(Passage shown Opens)
We are not in the deep south of America but I am finding that this southern area the US has a culture that is very different to ours at home.
We are in the region of the Appalachian Mountains. While endowed with abundant natural resources, this region of the USA has long struggled with poverty. In the early 20th century, large-scale logging and coal mining firms brought wage-paying jobs and modern amenities to Appalachia, but by the 1960s the region had failed to capitalise on any long-term benefits from these two industries. Beginning in the 1930s, the federal government sought to alleviate poverty here with a series of New Deal initiatives. In 1965 various other government initiatives tried to also alleviate poverty. Now, Appalachia has largely joined the economic mainstream, but still lags behind the rest of the USA in most economic indicators. The Median household income of a Sylva resident is $36,667 a year while the US average is $53,482 a year. Many people live at, or near, the poverty line.
As I said in an earlier post, the emergency doctor described the people here as rednecks, but really nice people. They are very conservative people and some still celebrate the role of the Confederates in American History. The sculpture outside the city library commemorates the brave deeds of confederate heroes and it is not uncommon to see large pick-up vehicles with the confederate signs on the bumper bar.
People here are very polite. I need to learn to call more people ‘Sir’ or Ma’am’. Out of respect, older people are addressed much more formally than at home. Jill is often addressed as ‘Miss Jill’ and apart from being called ‘Sir’ by everyone, I have also been addressed as ‘Mr Bruce’. Doctors are called by their title and surname, whilst at home we would just call them by their first name. However, I have received permission from Jill’s surgeon to call her Stephanie and her physician allows us to call her Doctor Kate. Heaven forbid that I should call her Katie.
Religion plays a big part in people’s lives here. Many people are God-Fearing folk. I was talking to a tall man named John in the hotel dining room the other morning about the reasons why I was in Sylva. When I told him about Jill, he immediately stood me up, put his hand on my shoulder and loudly prayed for me in the middle of the dining room while I was holding my cornflakes.
I think that I mentioned that my minister at home had written to the Pastor of the First Baptist Church here. I have never been so warmly welcomed anywhere as at this church. I attended their service today to celebrate All Saints Day and felt as if I already knew half the congregation. Five of their church members came to the hospital this afternoon to visit Jill.
(Passage shown Closes)
What you need to do ::
1 > According to the account of life in Appalachia, what is the median household income of a Sylva resident?
2 > Resume the account of life in Sylva and the Appalachian region, writing on from its final sentence.
(Stored data Opens)
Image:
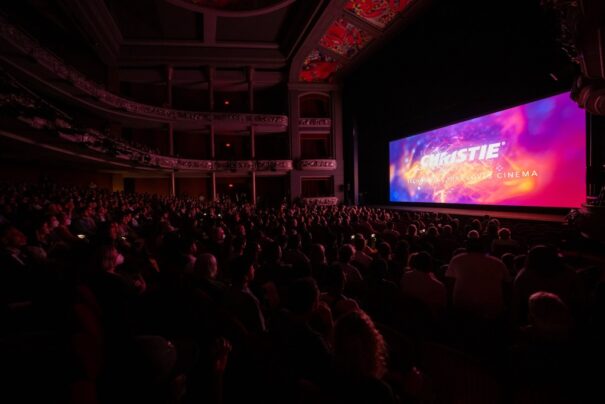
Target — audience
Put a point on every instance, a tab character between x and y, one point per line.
194	300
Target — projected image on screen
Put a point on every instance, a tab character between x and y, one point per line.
530	155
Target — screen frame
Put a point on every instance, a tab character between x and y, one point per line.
508	208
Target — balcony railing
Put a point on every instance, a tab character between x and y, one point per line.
55	65
317	164
313	124
323	201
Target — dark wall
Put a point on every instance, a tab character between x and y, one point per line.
455	61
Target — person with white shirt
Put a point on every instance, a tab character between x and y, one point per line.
420	284
479	281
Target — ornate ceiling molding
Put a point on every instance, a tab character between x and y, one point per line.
232	8
343	34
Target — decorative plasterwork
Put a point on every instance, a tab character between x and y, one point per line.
379	13
317	164
344	38
232	8
359	23
318	66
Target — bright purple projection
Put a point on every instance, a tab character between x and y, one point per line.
530	155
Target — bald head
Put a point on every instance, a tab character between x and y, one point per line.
206	266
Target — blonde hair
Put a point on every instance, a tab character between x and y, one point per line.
360	350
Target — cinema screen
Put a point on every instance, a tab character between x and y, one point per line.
530	155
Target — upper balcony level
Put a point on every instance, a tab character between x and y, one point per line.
24	56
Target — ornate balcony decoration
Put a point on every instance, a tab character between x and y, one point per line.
312	123
233	165
317	164
55	65
273	165
322	201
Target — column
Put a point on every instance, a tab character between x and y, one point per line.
253	155
214	186
294	114
211	74
213	157
250	88
337	143
169	78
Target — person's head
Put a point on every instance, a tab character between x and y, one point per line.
188	246
432	232
346	252
294	242
384	250
476	225
378	269
206	266
473	242
239	244
412	230
53	222
542	260
335	280
509	260
421	261
317	254
359	348
360	242
272	252
303	297
504	234
548	312
218	234
242	270
108	258
12	237
401	252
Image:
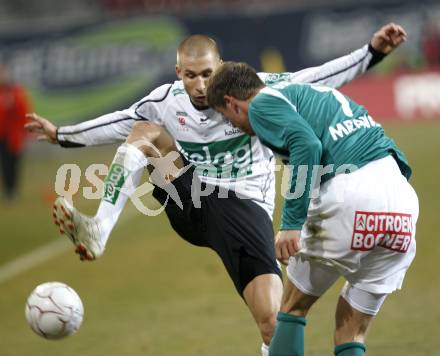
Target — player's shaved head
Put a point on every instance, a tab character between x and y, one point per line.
197	46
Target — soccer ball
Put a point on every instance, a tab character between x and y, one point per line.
54	310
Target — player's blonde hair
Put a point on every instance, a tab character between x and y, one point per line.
235	79
197	46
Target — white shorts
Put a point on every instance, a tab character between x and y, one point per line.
363	226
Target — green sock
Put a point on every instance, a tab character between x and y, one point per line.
288	339
350	349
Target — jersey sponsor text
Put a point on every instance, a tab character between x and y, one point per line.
392	231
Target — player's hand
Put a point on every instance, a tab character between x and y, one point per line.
84	255
388	38
287	243
45	130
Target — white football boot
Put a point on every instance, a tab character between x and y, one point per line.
81	229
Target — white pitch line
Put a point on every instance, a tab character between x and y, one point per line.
45	253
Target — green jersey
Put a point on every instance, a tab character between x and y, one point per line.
317	130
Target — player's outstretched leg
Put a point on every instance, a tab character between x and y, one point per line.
146	140
263	298
288	339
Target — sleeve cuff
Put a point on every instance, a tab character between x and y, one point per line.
291	227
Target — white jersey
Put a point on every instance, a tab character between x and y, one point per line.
222	154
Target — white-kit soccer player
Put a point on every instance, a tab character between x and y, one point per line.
351	211
175	117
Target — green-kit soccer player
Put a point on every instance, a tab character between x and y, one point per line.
350	210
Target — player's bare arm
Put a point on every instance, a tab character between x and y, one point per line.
45	130
388	38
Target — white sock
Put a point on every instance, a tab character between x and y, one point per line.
124	177
264	350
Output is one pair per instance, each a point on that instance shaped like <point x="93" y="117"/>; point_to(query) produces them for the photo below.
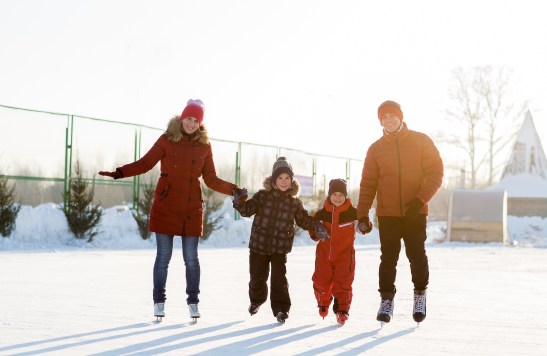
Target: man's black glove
<point x="414" y="208"/>
<point x="240" y="195"/>
<point x="364" y="226"/>
<point x="320" y="232"/>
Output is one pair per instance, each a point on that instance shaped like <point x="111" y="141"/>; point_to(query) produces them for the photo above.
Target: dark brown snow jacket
<point x="275" y="214"/>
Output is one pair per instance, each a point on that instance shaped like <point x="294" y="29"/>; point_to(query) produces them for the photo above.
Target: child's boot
<point x="341" y="317"/>
<point x="323" y="311"/>
<point x="385" y="313"/>
<point x="418" y="312"/>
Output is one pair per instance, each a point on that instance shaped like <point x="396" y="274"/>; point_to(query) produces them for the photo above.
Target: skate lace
(Stored data Closes)
Activity answers ::
1 > $36,667 a year.

2 >
The Anglican church lost all of its tax benefits after the War of Independence in 1776 and was abolished. Out of that arose the Episcopalian Church but the strongest churches in this area are the Baptists and the Methodists. I am extremely grateful for the folk of the First Baptist Church here, especially during the first few dark days when I was very anxious about Jill.
One pastor here explained to me that he is having the same issues as other churches around the world in holding the liberals and the conservative elements together. He says that the real problem is with the fundamentalist churches because they use their religion to influence power. There are many of them – mostly Pentecostal churches where someone has enough following from friends and relatives to form a small independent church. They use abortion and the importance of saving Jerusalem as key issues to impact American government policy.
People here are very kind. I was in a restaurant the other night and was asked, by a family who had finished their meal and were packing to to leave – “Why on earth are you in Sylva”. I explained about Jill and after they had left, the waitress came up to me and told me that my bill had already been taken care of. Tonight, when I went back to ’Speedys Pizza’ for dinner, the young woman at the door immediately asked how my wife was doing.
Patriotism is another thing here. I have been wearing my Vietnam unit cap on my head as I walk around. (After all, when you have no hair on your head, sun protection is important). I am frequently thanked for my service. This is a big deal here. On one occasion, I told the man who thanked me that I was actually an imposter because I was in the Australian Army. He said that didn’t matter – I was still a patriot as I had fought for freedom. I don’t really know why police, nurses, schoolteachers, firemen and anyone else are not also patriots but if you are returned serviceman here you are held in high esteem
Drivers here are very courteous, although I have found that right across America. They stick to the speed limit (within a little flexibility) stop at the stop signs and give way to pedestrians. I made my first driving mistake today where I went to turn left out of the supermarket and back onto the main road. There were two cars waiting to turn, so I sidled up to the left of one of them to exit as well. I immediately realised that I was in the entry lane and should have been behind the car to my right. The driver was extremely courteous and did what the drivers have done when I have confused them – just sat there and waited unto until I had moved on before doing anything themselves.
I see that people very rarely drink alcohol at lunch and often not at dinner. Sweet cold tea seems to be the drink of choice and they drink it by the pint!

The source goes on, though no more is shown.